## begin Document extract

And what about the war in heaven in 1914 when Satan was thrown down to the earth, and his angels were thrown down with him?




The Schlieffen Plan called for a march by 2 million German troops through Belgium and northern France. They were to turn south behind Paris and then eastwards thus forming a vast circle which enclosed virtually all the French armies plus the capital city, Paris. In this way the war against France was to be won in six weeks.


The Schlieffen Plan came to ruin in the Battle of the Marne one of the greatest slaughters in history. In six days, September 5-10, the warring sides suffered about 500,000 casualties a rate not to be approached again until 1918.


It has been said that Angels at Mons on August 24 prepared the way for the French/British victory at the Marne.




Mons was a drab town in western Belgium. The British Expeditionary Force reached it on August 23 and there fought their first major battle. Miraculously, so it seemed, the German advance was checked for one day.


A story by Arthur Machen called The Bowmen in the Evening News (London) of September 29 started with a stirring  description  of  large scale British retreat. Suddenly a long line of Agincourt archers shot the Germans down by thousands with arrows. No wounds were later found on the dead Germans.


Other newspapers and headlines took up the story. Changes were made, details added or subtracted, alleged quotes from British soldiers who had been at Mons were incorporated. An article in the Roman Catholic paper The Universe (1915 April 30) was allegedly based on a letter from a Catholic Officer who had been at Mons.


By May 1915 retellings of the story had changed the Bowmen into an army of shining angels.  In his book The Bowmen and Other Legends Machen tried to set the record straight that he had written a story and not a news report. However, his explanation was ignored. The magazine Light (1915 May 15) had a poem about Mons and described "troops of silent angels".


All over England clergymen preached about angels and newspapers ran comment and debate. Eyewitness testimonies began to appear in print. A Key figure was an articulate nurse named Phillis Campbell.


Miss Campbell quoted a number of alleged eye-witnesses and even added stories of Frenchmen rescued from defeat by appearances of Joan of Arc. Next, she added tales of Saint Michael appearing on the Russian Front! Campbell was a Spiritualist and had written ghost stories before the war. Her claims about Mons appeared initially in The Occult Review!

## end Document extract
## begin Information shown

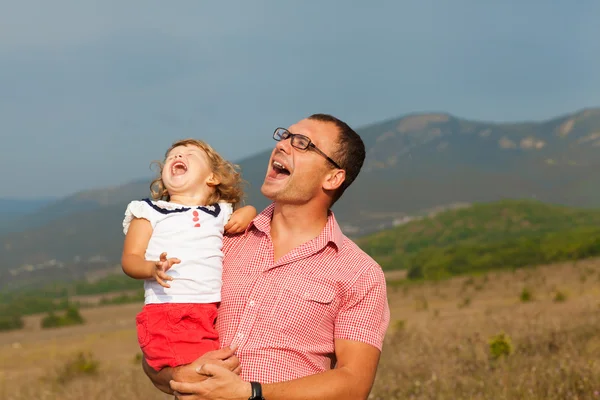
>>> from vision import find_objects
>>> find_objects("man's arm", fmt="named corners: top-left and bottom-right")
top-left (171, 339), bottom-right (381, 400)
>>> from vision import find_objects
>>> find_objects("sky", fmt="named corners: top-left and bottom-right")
top-left (0, 0), bottom-right (600, 198)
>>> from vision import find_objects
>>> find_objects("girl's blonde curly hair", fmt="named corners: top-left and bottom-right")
top-left (150, 139), bottom-right (245, 206)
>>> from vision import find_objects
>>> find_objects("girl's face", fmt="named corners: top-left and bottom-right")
top-left (162, 145), bottom-right (218, 196)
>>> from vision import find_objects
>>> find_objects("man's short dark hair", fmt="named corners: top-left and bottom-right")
top-left (308, 114), bottom-right (365, 205)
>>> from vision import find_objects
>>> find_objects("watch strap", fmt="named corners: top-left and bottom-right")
top-left (248, 382), bottom-right (265, 400)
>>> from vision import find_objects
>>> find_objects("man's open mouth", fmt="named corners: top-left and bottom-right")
top-left (269, 161), bottom-right (290, 179)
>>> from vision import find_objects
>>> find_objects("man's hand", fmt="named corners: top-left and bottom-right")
top-left (171, 364), bottom-right (252, 400)
top-left (173, 347), bottom-right (241, 383)
top-left (152, 253), bottom-right (181, 287)
top-left (142, 347), bottom-right (241, 394)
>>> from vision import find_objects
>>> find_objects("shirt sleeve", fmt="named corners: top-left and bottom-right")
top-left (219, 201), bottom-right (233, 226)
top-left (123, 200), bottom-right (158, 235)
top-left (335, 266), bottom-right (390, 350)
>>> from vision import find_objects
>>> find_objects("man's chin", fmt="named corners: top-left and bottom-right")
top-left (260, 183), bottom-right (276, 201)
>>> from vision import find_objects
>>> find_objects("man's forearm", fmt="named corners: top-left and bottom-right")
top-left (262, 367), bottom-right (372, 400)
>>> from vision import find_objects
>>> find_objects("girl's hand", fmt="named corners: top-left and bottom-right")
top-left (225, 206), bottom-right (256, 234)
top-left (152, 253), bottom-right (181, 288)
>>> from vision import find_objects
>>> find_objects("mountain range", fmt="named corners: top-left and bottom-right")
top-left (0, 108), bottom-right (600, 288)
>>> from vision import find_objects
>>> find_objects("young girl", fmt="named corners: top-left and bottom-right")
top-left (121, 139), bottom-right (256, 371)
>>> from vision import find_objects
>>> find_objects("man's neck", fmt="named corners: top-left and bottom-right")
top-left (271, 203), bottom-right (328, 262)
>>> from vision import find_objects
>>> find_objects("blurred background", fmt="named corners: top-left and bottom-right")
top-left (0, 0), bottom-right (600, 399)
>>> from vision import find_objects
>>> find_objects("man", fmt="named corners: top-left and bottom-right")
top-left (145, 114), bottom-right (389, 400)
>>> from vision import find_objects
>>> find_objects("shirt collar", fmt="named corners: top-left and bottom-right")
top-left (246, 203), bottom-right (344, 251)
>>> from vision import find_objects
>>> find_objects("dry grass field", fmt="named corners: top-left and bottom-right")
top-left (0, 260), bottom-right (600, 400)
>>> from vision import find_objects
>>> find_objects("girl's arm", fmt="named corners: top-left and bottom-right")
top-left (225, 206), bottom-right (256, 234)
top-left (121, 218), bottom-right (180, 287)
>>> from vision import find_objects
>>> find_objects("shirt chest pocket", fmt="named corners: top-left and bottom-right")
top-left (271, 278), bottom-right (337, 344)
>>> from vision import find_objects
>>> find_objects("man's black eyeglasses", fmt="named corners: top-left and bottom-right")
top-left (273, 128), bottom-right (343, 169)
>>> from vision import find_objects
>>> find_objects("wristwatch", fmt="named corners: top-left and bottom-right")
top-left (248, 382), bottom-right (265, 400)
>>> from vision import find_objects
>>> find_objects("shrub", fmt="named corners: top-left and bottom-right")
top-left (0, 314), bottom-right (25, 331)
top-left (56, 352), bottom-right (100, 384)
top-left (489, 333), bottom-right (513, 360)
top-left (519, 287), bottom-right (533, 303)
top-left (41, 306), bottom-right (85, 329)
top-left (553, 290), bottom-right (567, 303)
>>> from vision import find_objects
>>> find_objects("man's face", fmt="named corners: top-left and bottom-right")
top-left (261, 119), bottom-right (339, 204)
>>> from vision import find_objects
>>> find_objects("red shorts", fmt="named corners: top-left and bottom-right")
top-left (135, 303), bottom-right (220, 371)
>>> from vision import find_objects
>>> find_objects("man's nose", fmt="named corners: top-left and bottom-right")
top-left (275, 138), bottom-right (292, 154)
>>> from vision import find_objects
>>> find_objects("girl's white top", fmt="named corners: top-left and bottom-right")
top-left (123, 199), bottom-right (233, 304)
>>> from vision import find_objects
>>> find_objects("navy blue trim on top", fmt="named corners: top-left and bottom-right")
top-left (143, 199), bottom-right (221, 217)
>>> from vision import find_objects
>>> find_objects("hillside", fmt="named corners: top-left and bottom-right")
top-left (358, 200), bottom-right (600, 279)
top-left (0, 198), bottom-right (57, 233)
top-left (0, 109), bottom-right (600, 280)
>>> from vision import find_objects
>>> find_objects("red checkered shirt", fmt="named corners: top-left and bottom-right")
top-left (217, 205), bottom-right (389, 383)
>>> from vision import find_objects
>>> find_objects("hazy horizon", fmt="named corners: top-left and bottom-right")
top-left (0, 0), bottom-right (600, 198)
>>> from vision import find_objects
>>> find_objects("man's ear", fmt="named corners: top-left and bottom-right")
top-left (323, 169), bottom-right (346, 190)
top-left (206, 174), bottom-right (221, 186)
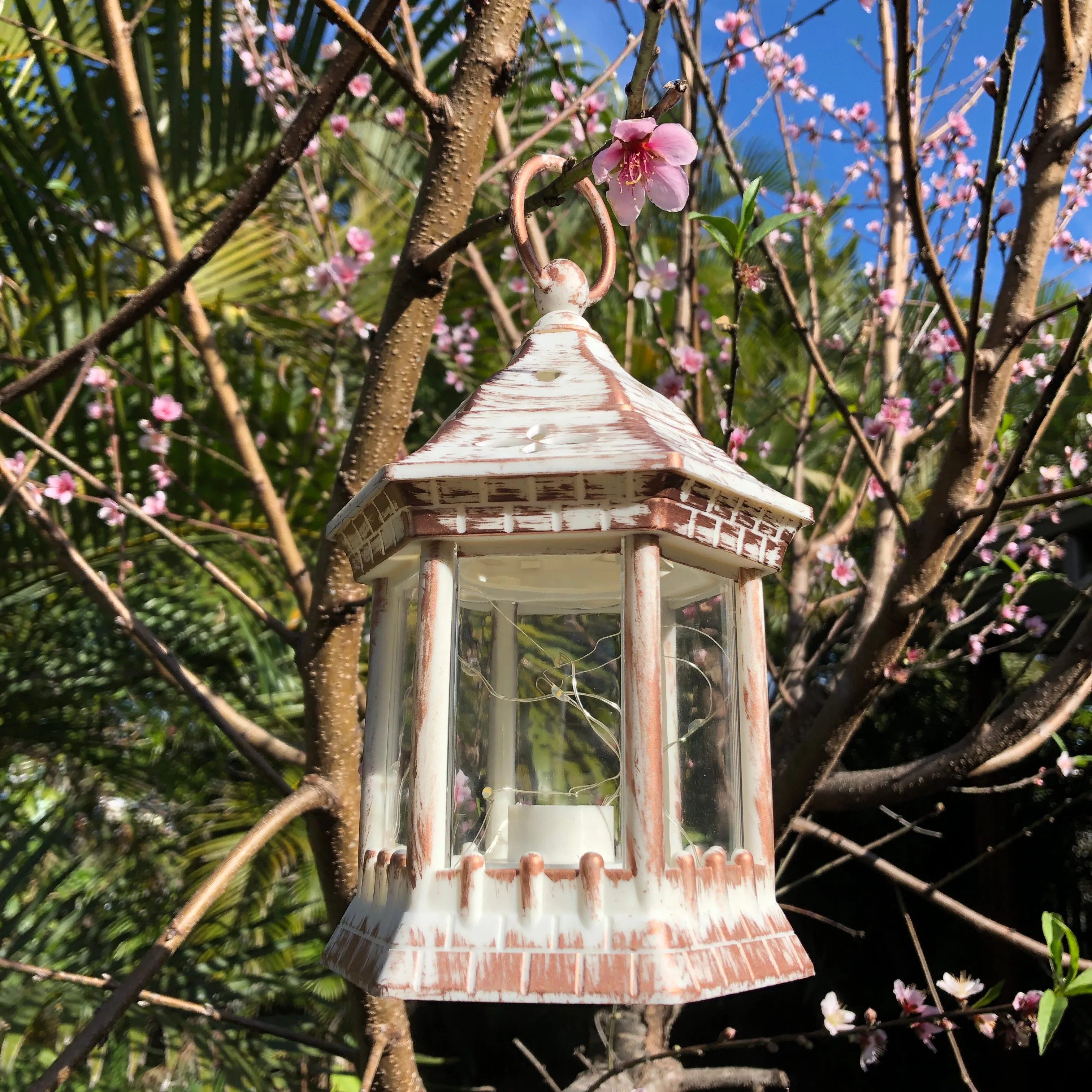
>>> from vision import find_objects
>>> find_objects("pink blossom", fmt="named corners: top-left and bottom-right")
top-left (656, 368), bottom-right (690, 406)
top-left (633, 258), bottom-right (679, 299)
top-left (592, 118), bottom-right (698, 227)
top-left (84, 364), bottom-right (116, 391)
top-left (319, 299), bottom-right (353, 324)
top-left (152, 394), bottom-right (182, 421)
top-left (43, 471), bottom-right (75, 504)
top-left (148, 463), bottom-right (175, 489)
top-left (348, 72), bottom-right (371, 98)
top-left (345, 225), bottom-right (376, 265)
top-left (98, 497), bottom-right (126, 528)
top-left (455, 770), bottom-right (474, 804)
top-left (140, 489), bottom-right (167, 515)
top-left (728, 428), bottom-right (751, 463)
top-left (1012, 989), bottom-right (1043, 1015)
top-left (739, 262), bottom-right (766, 292)
top-left (830, 550), bottom-right (857, 588)
top-left (672, 345), bottom-right (706, 376)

## end Information shown

> **What to do**
A. Answer these from the Angels of Mons passage:
(i) How many German troops did the Schlieffen Plan call for?
(ii) On what date did Arthur Machen's story appear in the Evening News?
(iii) What occupation does the passage give for Phillis Campbell?
B. Write the next part of the Angels of Mons passage, picking up after its final sentence.

> **Task answers**
A.
(i) 2 million
(ii) September 29
(iii) Nurse

B.
Challenged by Machen for proof Campbell replied that troops were ordered not to talk about battlefield events.


Campbell went on to write atrocity reports of Germans crucifying civilians and cutting the hands of children off – reports later proven false. She wrote:

It seemed to me that all the wickedness, all the fear and filthiness imaginable that exists can be summed up in one word: "GERMAN."


The lady clearly had a deep hatred of Germans and sought to transfer this hatred to others by means of lies including the lie that angels fought against Germans.


Detailed histories of World War One do not describe any intervention by angels at Mons.  British chaplain Owen S Watkins was at Mons with the British Expeditionary Force. His detailed account With Field Marshall French in France and Flanders published in March made no mention of angels.


What happened on August 23/24 1914 was that the Germans arrived at Mons piecemeal, charged into British guns and suffered high casualties. British troops carried an entrenching tool with which they could quickly dig protective mounds of earth. The rapid-fire technique of the British riflemen had the Germans thinking they faced machine guns and this fear also slowed them down. However, when larger German forces arrived the British faced being surrounded and therefore retreated.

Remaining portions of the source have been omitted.